- Prompt 1
In the summary of the localized shear paper, which existing mechanism is the new transport mechanism said to be incompatible with?
- Prompt 2
Pick up the summary of the localized shear paper after its last finding and write the next part.

- Source document
━━━━━━
Localized shear generates three-dimensional transport

TL;DR

This paper uncovers a new rapid mechanism for three-dimensional fluid transport caused by localized shear, which enhances mixing and chemical reactions by enabling particles to jump between streamlines in flows.

Contribution

It introduces a novel 3D transport mechanism near localized shear that is faster and incompatible with existing Resonance Induced Dispersion, expanding understanding of fluid mixing processes.

Findings

Localized shear induces rapid 3D transport.

Transitions between transport dimensionalities depend on streamline jump magnitudes.

The mechanism is demonstrated in abstract and model fluid flows.
━━━━━━
- Dataset section
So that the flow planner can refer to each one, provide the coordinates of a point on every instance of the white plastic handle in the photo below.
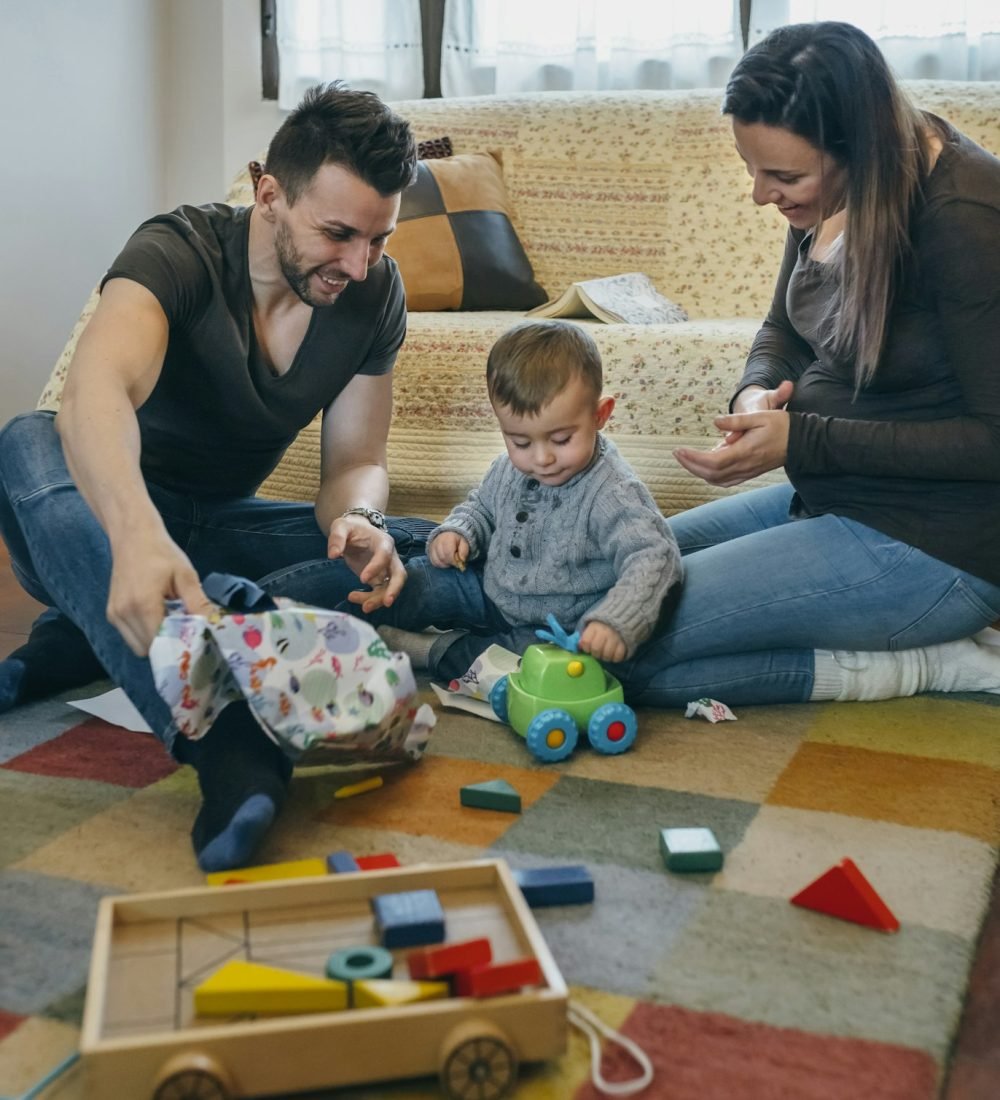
━━━━━━
- Response area 1
Resonance Induced Dispersion.

- Response area 2
Abstract

Understanding the mechanisms that control three-dimensional (3D) fluid transport is central to many processes including mixing, chemical reaction and biological activity. Here a novel mechanism for 3D transport is uncovered where fluid particles are kicked between streamlines near a localized shear, which occurs in many flows and materials. This results in 3D transport similar to Resonance Induced Dispersion (RID); however, this new mechanism is more rapid and mutually incompatible with RID. We explore its governing impact with both an abstract 2-action flow and a model fluid flow. We show that transitions from one-dimensional (1D) to two-dimensional (2D) and 2D to 3D transport occur based on the relative magnitudes of streamline jumps in two transverse directions.